◆ Recorded information
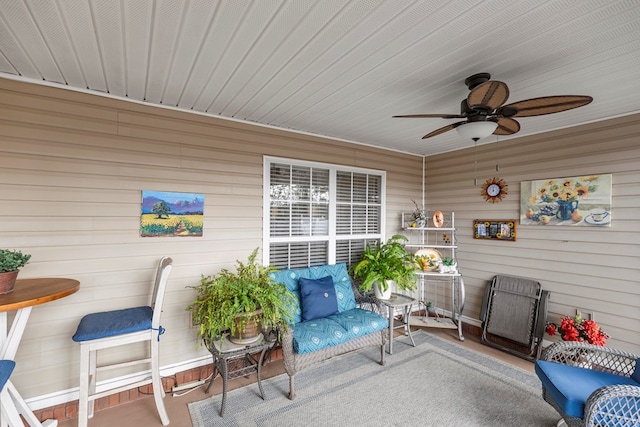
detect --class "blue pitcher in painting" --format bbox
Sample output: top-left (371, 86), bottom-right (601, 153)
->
top-left (556, 200), bottom-right (578, 220)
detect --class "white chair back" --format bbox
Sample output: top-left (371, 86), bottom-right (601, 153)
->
top-left (150, 256), bottom-right (172, 330)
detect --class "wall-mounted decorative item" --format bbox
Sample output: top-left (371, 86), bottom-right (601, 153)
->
top-left (141, 190), bottom-right (204, 237)
top-left (520, 174), bottom-right (612, 227)
top-left (481, 177), bottom-right (508, 203)
top-left (473, 219), bottom-right (517, 241)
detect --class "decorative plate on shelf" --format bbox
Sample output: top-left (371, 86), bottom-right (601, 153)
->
top-left (432, 210), bottom-right (444, 228)
top-left (414, 248), bottom-right (442, 271)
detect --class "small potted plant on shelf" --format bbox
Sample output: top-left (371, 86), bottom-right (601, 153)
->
top-left (0, 249), bottom-right (31, 294)
top-left (186, 248), bottom-right (297, 346)
top-left (438, 257), bottom-right (457, 274)
top-left (352, 234), bottom-right (417, 300)
top-left (410, 199), bottom-right (427, 228)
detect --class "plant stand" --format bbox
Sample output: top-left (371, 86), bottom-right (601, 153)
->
top-left (204, 332), bottom-right (276, 417)
top-left (377, 293), bottom-right (416, 354)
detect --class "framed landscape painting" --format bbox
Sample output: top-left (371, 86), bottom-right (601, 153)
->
top-left (140, 190), bottom-right (204, 237)
top-left (520, 174), bottom-right (612, 227)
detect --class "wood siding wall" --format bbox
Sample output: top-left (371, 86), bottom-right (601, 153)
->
top-left (0, 78), bottom-right (423, 404)
top-left (425, 114), bottom-right (640, 354)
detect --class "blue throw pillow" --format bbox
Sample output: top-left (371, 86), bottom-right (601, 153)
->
top-left (299, 276), bottom-right (339, 322)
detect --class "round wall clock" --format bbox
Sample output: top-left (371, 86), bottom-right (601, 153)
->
top-left (482, 177), bottom-right (508, 203)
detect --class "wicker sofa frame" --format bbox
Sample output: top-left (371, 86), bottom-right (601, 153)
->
top-left (279, 280), bottom-right (388, 400)
top-left (538, 340), bottom-right (640, 427)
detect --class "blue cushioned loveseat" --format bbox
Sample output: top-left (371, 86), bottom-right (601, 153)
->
top-left (269, 263), bottom-right (388, 399)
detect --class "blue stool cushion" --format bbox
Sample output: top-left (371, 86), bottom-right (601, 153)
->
top-left (72, 306), bottom-right (153, 342)
top-left (0, 360), bottom-right (16, 391)
top-left (299, 276), bottom-right (339, 322)
top-left (535, 360), bottom-right (640, 418)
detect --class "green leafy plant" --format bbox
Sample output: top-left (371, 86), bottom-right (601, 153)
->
top-left (352, 234), bottom-right (417, 294)
top-left (186, 248), bottom-right (297, 344)
top-left (441, 257), bottom-right (455, 266)
top-left (0, 249), bottom-right (31, 273)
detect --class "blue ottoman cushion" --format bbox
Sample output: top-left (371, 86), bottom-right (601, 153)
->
top-left (72, 306), bottom-right (153, 342)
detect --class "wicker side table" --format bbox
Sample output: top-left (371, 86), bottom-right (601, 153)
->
top-left (205, 332), bottom-right (275, 416)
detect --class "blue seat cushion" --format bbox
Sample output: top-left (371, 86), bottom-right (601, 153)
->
top-left (328, 308), bottom-right (388, 340)
top-left (0, 360), bottom-right (16, 391)
top-left (72, 306), bottom-right (153, 342)
top-left (299, 276), bottom-right (339, 322)
top-left (292, 317), bottom-right (350, 354)
top-left (291, 309), bottom-right (387, 354)
top-left (269, 263), bottom-right (357, 324)
top-left (535, 360), bottom-right (640, 418)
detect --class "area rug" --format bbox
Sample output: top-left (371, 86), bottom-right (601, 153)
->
top-left (189, 330), bottom-right (558, 426)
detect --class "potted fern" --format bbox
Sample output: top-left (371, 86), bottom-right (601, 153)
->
top-left (352, 235), bottom-right (417, 299)
top-left (187, 248), bottom-right (297, 346)
top-left (0, 249), bottom-right (31, 294)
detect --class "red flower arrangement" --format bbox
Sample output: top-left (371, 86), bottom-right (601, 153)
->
top-left (545, 313), bottom-right (609, 346)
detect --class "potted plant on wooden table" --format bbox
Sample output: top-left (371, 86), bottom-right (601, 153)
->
top-left (352, 234), bottom-right (417, 300)
top-left (0, 249), bottom-right (31, 294)
top-left (187, 248), bottom-right (297, 347)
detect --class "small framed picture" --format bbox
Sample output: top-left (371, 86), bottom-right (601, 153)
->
top-left (473, 219), bottom-right (517, 241)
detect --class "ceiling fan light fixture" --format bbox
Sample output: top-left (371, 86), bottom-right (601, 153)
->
top-left (456, 121), bottom-right (498, 142)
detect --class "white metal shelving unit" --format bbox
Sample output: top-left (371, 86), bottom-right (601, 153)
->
top-left (401, 210), bottom-right (465, 341)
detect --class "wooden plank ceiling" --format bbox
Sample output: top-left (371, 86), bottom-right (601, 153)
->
top-left (0, 0), bottom-right (639, 156)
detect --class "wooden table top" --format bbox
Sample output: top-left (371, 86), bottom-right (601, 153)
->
top-left (0, 278), bottom-right (80, 312)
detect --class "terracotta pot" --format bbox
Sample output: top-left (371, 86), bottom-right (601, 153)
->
top-left (229, 309), bottom-right (263, 344)
top-left (0, 270), bottom-right (19, 294)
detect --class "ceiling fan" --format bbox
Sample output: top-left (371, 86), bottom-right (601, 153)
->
top-left (393, 73), bottom-right (593, 141)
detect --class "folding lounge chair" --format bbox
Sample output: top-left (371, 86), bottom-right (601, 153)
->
top-left (480, 274), bottom-right (549, 360)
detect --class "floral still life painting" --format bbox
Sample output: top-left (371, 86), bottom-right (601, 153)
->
top-left (141, 190), bottom-right (204, 237)
top-left (520, 174), bottom-right (612, 227)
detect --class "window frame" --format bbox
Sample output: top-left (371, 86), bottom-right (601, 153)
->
top-left (263, 156), bottom-right (386, 267)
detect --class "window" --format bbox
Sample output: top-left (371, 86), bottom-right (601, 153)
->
top-left (264, 157), bottom-right (384, 269)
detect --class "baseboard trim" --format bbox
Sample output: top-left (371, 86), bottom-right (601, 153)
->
top-left (26, 354), bottom-right (211, 411)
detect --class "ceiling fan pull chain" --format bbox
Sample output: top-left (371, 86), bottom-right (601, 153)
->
top-left (474, 140), bottom-right (478, 186)
top-left (495, 135), bottom-right (500, 171)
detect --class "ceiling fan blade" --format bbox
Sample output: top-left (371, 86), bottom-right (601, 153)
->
top-left (493, 117), bottom-right (520, 135)
top-left (467, 81), bottom-right (509, 110)
top-left (393, 113), bottom-right (464, 119)
top-left (422, 122), bottom-right (465, 139)
top-left (500, 95), bottom-right (593, 117)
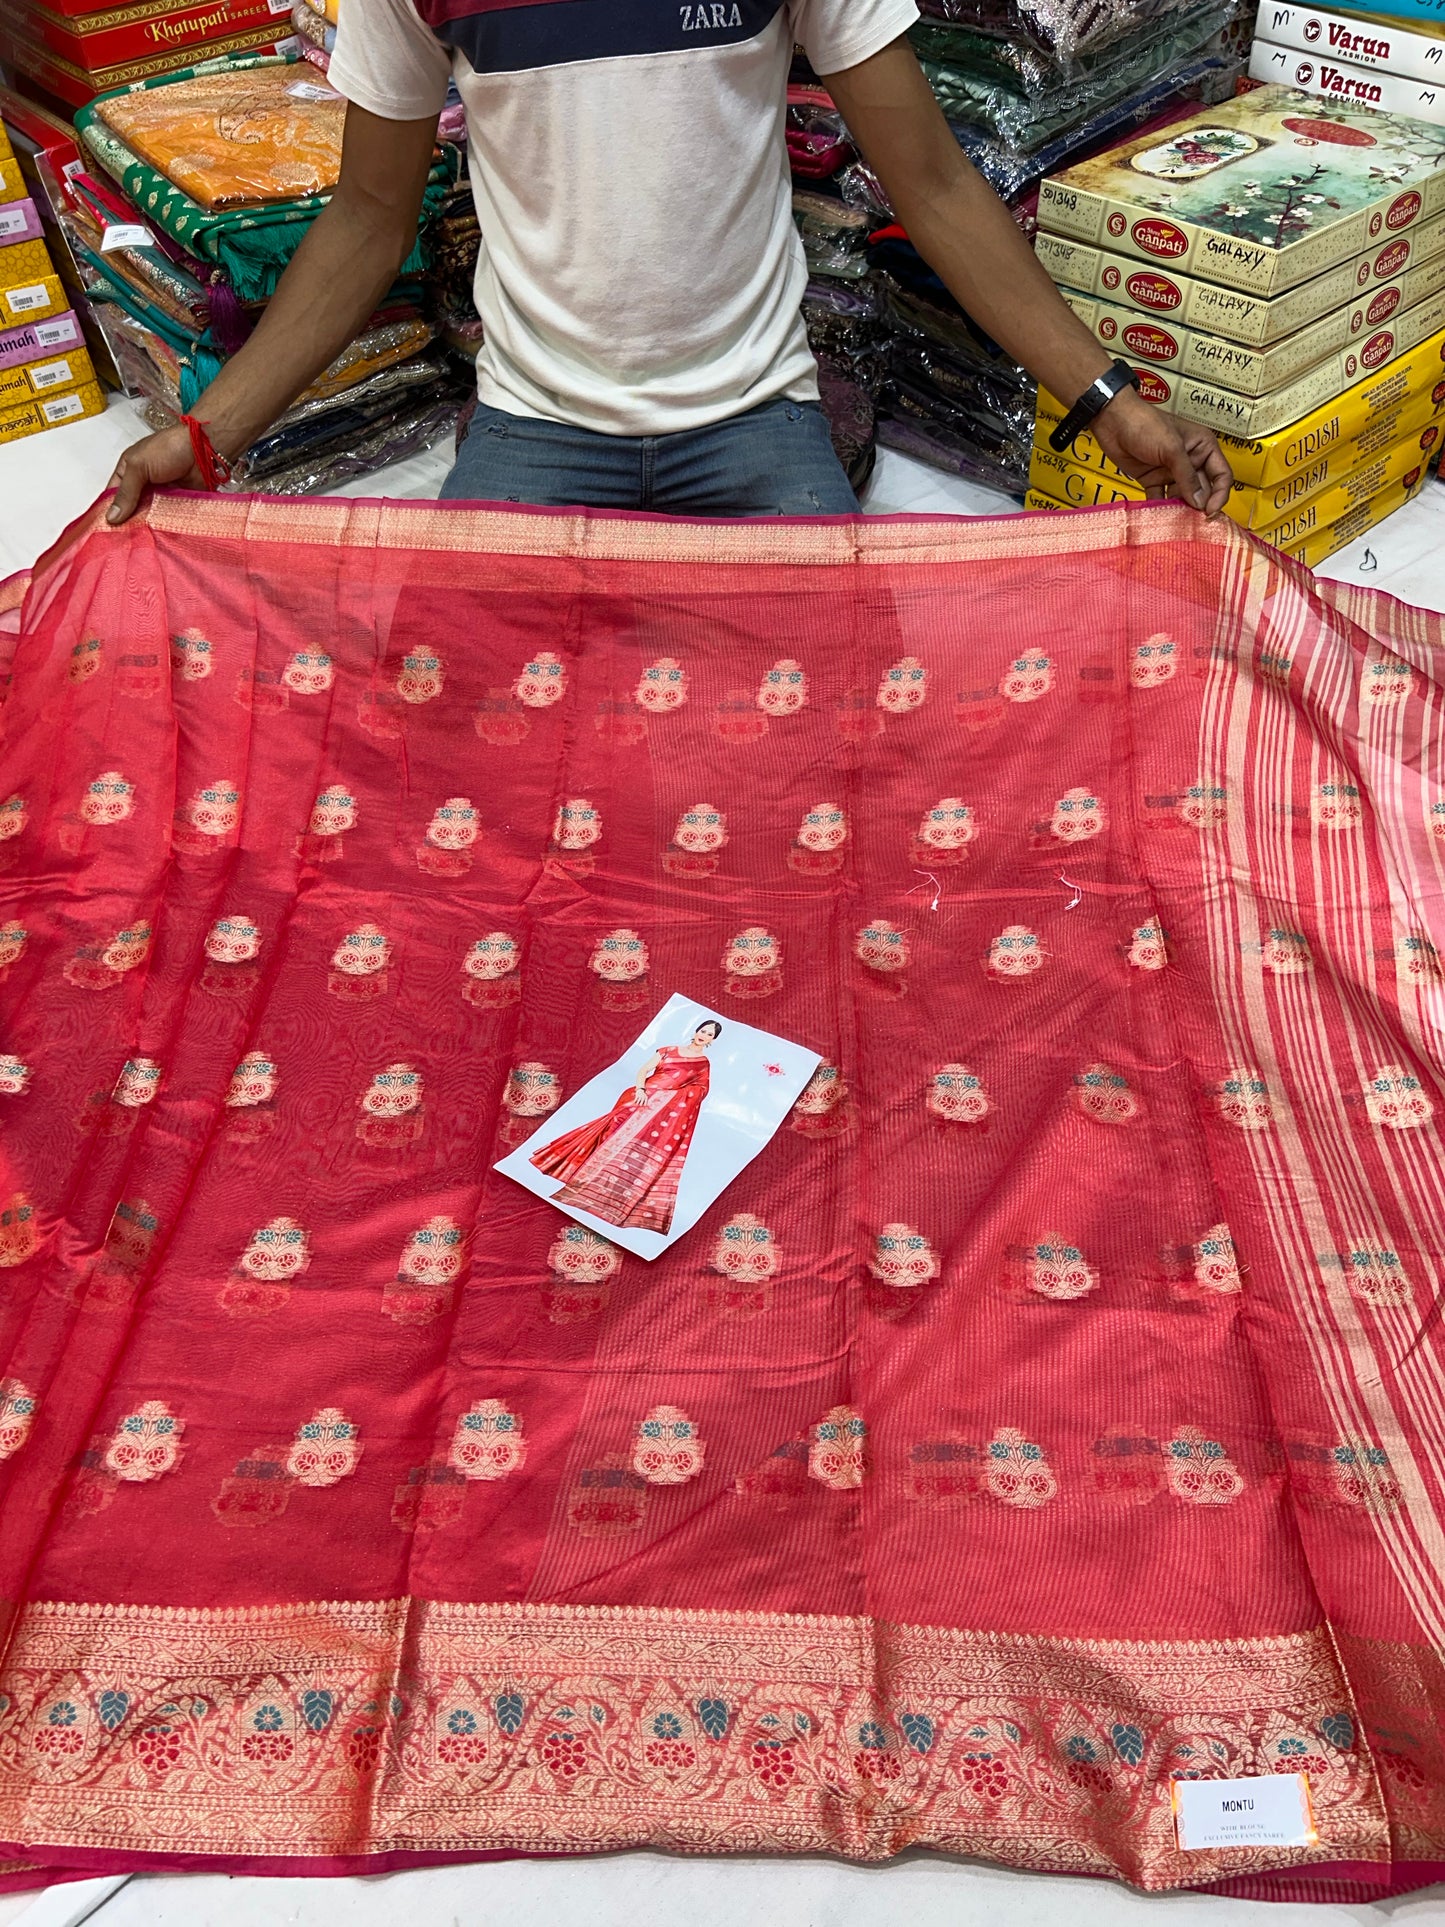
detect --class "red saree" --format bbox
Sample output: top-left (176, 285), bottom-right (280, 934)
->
top-left (0, 494), bottom-right (1444, 1900)
top-left (530, 1047), bottom-right (709, 1233)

◆ Work instruction
The copy must match each record exactly, apart from the images, which stay out.

◆ Response below
detect --class "blue pitcher in painting" --format bbox
Sample output: top-left (371, 86), bottom-right (601, 153)
->
top-left (556, 200), bottom-right (578, 220)
detect --class "white chair back" --format bbox
Sample output: top-left (371, 86), bottom-right (601, 153)
->
top-left (150, 256), bottom-right (172, 330)
detect --class "wall-mounted decorative item" --format bbox
Sample output: top-left (371, 86), bottom-right (601, 153)
->
top-left (141, 190), bottom-right (204, 237)
top-left (520, 174), bottom-right (612, 227)
top-left (481, 177), bottom-right (508, 203)
top-left (473, 219), bottom-right (517, 241)
detect --class "decorative plate on shelf" --format bbox
Sample output: top-left (371, 86), bottom-right (601, 153)
->
top-left (432, 210), bottom-right (444, 228)
top-left (414, 248), bottom-right (442, 271)
detect --class "small potted plant on shelf" --format bbox
Sample output: top-left (371, 86), bottom-right (601, 153)
->
top-left (0, 249), bottom-right (31, 294)
top-left (186, 248), bottom-right (297, 346)
top-left (438, 257), bottom-right (457, 274)
top-left (352, 234), bottom-right (417, 300)
top-left (410, 199), bottom-right (427, 228)
detect --class "plant stand" --format bbox
Sample output: top-left (371, 86), bottom-right (601, 153)
->
top-left (204, 332), bottom-right (276, 417)
top-left (377, 293), bottom-right (416, 354)
detect --class "framed landscape painting" --format bbox
Sample output: top-left (371, 86), bottom-right (601, 153)
->
top-left (140, 190), bottom-right (204, 237)
top-left (520, 174), bottom-right (612, 227)
detect --class "wood siding wall" --format bbox
Sample output: top-left (371, 86), bottom-right (601, 153)
->
top-left (0, 78), bottom-right (423, 404)
top-left (425, 114), bottom-right (640, 354)
detect --class "blue throw pillow" --format bbox
Sample output: top-left (371, 86), bottom-right (601, 153)
->
top-left (299, 276), bottom-right (339, 322)
detect --class "round wall clock" --format bbox
Sample output: top-left (371, 86), bottom-right (601, 153)
->
top-left (482, 177), bottom-right (508, 203)
detect --class "wicker sofa frame" --format bbox
Sample output: top-left (371, 86), bottom-right (601, 153)
->
top-left (279, 280), bottom-right (388, 400)
top-left (538, 340), bottom-right (640, 427)
detect --class "blue cushioned loveseat" --format bbox
Sample output: top-left (371, 86), bottom-right (601, 153)
->
top-left (269, 263), bottom-right (388, 399)
detect --class "blue stool cushion" --format bbox
Sample output: top-left (371, 86), bottom-right (601, 153)
->
top-left (72, 306), bottom-right (153, 342)
top-left (0, 360), bottom-right (16, 391)
top-left (299, 276), bottom-right (339, 322)
top-left (535, 360), bottom-right (640, 418)
detect --class "green leafy plant" --format bbox
Sample output: top-left (371, 86), bottom-right (601, 153)
->
top-left (352, 234), bottom-right (417, 294)
top-left (186, 248), bottom-right (297, 344)
top-left (441, 257), bottom-right (455, 266)
top-left (0, 249), bottom-right (31, 273)
detect --class "blue ottoman cushion" --format bbox
Sample output: top-left (371, 86), bottom-right (601, 153)
->
top-left (72, 306), bottom-right (153, 342)
detect --class "wicker side table" --format bbox
Sample output: top-left (371, 86), bottom-right (601, 153)
->
top-left (205, 332), bottom-right (275, 416)
detect --class "blue seat cushion" --format bbox
Sample output: top-left (371, 86), bottom-right (601, 153)
->
top-left (328, 308), bottom-right (388, 340)
top-left (0, 360), bottom-right (16, 391)
top-left (72, 306), bottom-right (153, 342)
top-left (299, 276), bottom-right (339, 322)
top-left (292, 317), bottom-right (350, 354)
top-left (291, 309), bottom-right (387, 354)
top-left (269, 263), bottom-right (357, 324)
top-left (535, 360), bottom-right (640, 418)
detect --class "area rug" --format bbox
Sample output: top-left (371, 86), bottom-right (601, 153)
->
top-left (189, 330), bottom-right (558, 426)
detect --class "potted fern" --format bbox
Sample output: top-left (371, 86), bottom-right (601, 153)
->
top-left (352, 235), bottom-right (417, 299)
top-left (187, 248), bottom-right (297, 346)
top-left (0, 249), bottom-right (31, 294)
detect --class "red flower arrangement" --format bbox
Sample output: top-left (371, 86), bottom-right (601, 153)
->
top-left (545, 313), bottom-right (609, 346)
detect --class "potted plant on wooden table" --format bbox
Sample output: top-left (371, 86), bottom-right (601, 153)
->
top-left (352, 234), bottom-right (417, 300)
top-left (0, 249), bottom-right (31, 294)
top-left (187, 248), bottom-right (297, 347)
detect --class "small framed picture" --format bbox
Sample output: top-left (371, 86), bottom-right (601, 153)
->
top-left (473, 219), bottom-right (517, 241)
detect --class "ceiling fan light fixture" --format bbox
Sample output: top-left (371, 86), bottom-right (601, 153)
->
top-left (456, 121), bottom-right (498, 142)
detect --class "white metal shelving unit" --format bbox
Sample output: top-left (371, 86), bottom-right (601, 153)
->
top-left (401, 210), bottom-right (465, 341)
detect --class "wooden plank ceiling" --format bbox
Sample output: top-left (371, 86), bottom-right (601, 153)
->
top-left (0, 0), bottom-right (639, 156)
detect --class "wooden table top" --format bbox
Sample output: top-left (371, 86), bottom-right (601, 153)
->
top-left (0, 278), bottom-right (80, 312)
detect --class "terracotta pot" --format bbox
Sample output: top-left (371, 86), bottom-right (601, 153)
->
top-left (229, 309), bottom-right (263, 344)
top-left (0, 270), bottom-right (19, 294)
detect --class "ceiling fan" --format bbox
Sample output: top-left (371, 86), bottom-right (601, 153)
->
top-left (393, 73), bottom-right (593, 141)
detect --class "folding lounge chair" --format bbox
Sample output: top-left (371, 86), bottom-right (601, 153)
->
top-left (480, 274), bottom-right (549, 360)
detect --class "floral still life painting" --format bbox
Sample output: top-left (371, 86), bottom-right (601, 153)
->
top-left (141, 190), bottom-right (204, 237)
top-left (520, 174), bottom-right (612, 227)
detect --class "window frame" --format bbox
Sample output: top-left (371, 86), bottom-right (601, 153)
->
top-left (263, 156), bottom-right (386, 267)
detect --class "window" --format bbox
Sample output: top-left (371, 86), bottom-right (601, 153)
->
top-left (264, 157), bottom-right (384, 269)
detect --class "baseboard trim" --format bbox
Sample output: top-left (371, 86), bottom-right (601, 153)
->
top-left (26, 354), bottom-right (211, 411)
detect --class "ceiling fan pull chain" --format bbox
Sample output: top-left (371, 86), bottom-right (601, 153)
->
top-left (474, 140), bottom-right (478, 186)
top-left (495, 135), bottom-right (500, 171)
detect --class "ceiling fan blade" --format bbox
Sample output: top-left (371, 86), bottom-right (601, 153)
->
top-left (493, 117), bottom-right (520, 135)
top-left (467, 81), bottom-right (509, 110)
top-left (393, 113), bottom-right (464, 119)
top-left (422, 122), bottom-right (465, 139)
top-left (500, 95), bottom-right (593, 117)
detect --class "red saree" --format bbox
Sample output: top-left (176, 285), bottom-right (280, 934)
->
top-left (0, 494), bottom-right (1444, 1900)
top-left (530, 1047), bottom-right (709, 1233)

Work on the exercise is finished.